▶ [Selected excerpt]:
•••••

Original Link: http://www.anandtech.com/show/5067/understanding-tlc-nand
Understanding TLC NANDby Kristian Vättö on February 23, 2012 1:14 PM EST
A Brief Introduction to SSDs and Flash Memory
In almost every SSD review we have published, Anand has mentioned how an SSD is the biggest performance upgrade you can make today. Why would anyone use regular hard drives then? There is one big reason: price. SSD prices are still up in the clouds when compared to hard drive prices (especially before the Thailand floods) so for many, SSDs have not been a realistic option.
Forking over $700 for a 512GB SSD sounds crazy because a 500GB hard drive can be had for less than $50. Smaller capacities like 64GB and 128GB can already be bought for around $100 and $200 respectively, but unless you have the ability to have an SSD plus hard drive combo, such a small SSD doesn't usually cut it. If you have a desktop, the SSD + HDD combo should not be a problem but many laptops only have space for one 2.5" drive (unless you are willing to mod it afterwards by replacing the optical drive). SSD prices have been dropping for years now, but if the current rate continues it will take years before a $399 Walmart PC includes a reasonable size SSD. So what can be done?
Most of the time, SSD production costs are cut by shrinking the NAND die. Shrinking the die is the same as with CPUs: you move to a smaller manufacturing process, e.g. from 34nm to 25nm. In flash memory, this means you can increase the density per die and usually the physical die size is also smaller, meaning more dies from a single wafer. A die shrink is an effective way to lower costs but moving from one process to another takes time and the initial ramp of the new flash isn't necessarily cheaper. Once the new process has matured and supply has met demand, prices start to fall.

•••••

▶ [Given information]:

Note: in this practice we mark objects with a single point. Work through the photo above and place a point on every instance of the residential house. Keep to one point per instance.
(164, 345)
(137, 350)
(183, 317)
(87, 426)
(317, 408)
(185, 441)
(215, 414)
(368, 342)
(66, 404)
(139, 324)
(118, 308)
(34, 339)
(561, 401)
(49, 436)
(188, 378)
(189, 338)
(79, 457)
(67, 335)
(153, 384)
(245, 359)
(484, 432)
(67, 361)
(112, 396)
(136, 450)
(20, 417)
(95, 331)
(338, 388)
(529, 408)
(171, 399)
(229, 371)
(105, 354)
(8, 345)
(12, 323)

•••••

▶ [Problem set]:
**A.** List every dollar amount that appears in the SSD article.
**B.** In the SSD article, what example is given of moving to a smaller manufacturing process?
**C.** Return the passage of the SSD article from "Most of the" to "start to fall.".
Base every answer only on the SSD article.

▶ [Solved tasks]:
**A.** $700, $50, $100, $200, $399

**B.** Moving from 34nm to 25nm.

**C.**
Most of the time, SSD production costs are cut by shrinking the NAND die. Shrinking the die is the same as with CPUs: you move to a smaller manufacturing process, e.g. from 34nm to 25nm. In flash memory, this means you can increase the density per die and usually the physical die size is also smaller, meaning more dies from a single wafer. A die shrink is an effective way to lower costs but moving from one process to another takes time and the initial ramp of the new flash isn't necessarily cheaper. Once the new process has matured and supply has met demand, prices start to fall.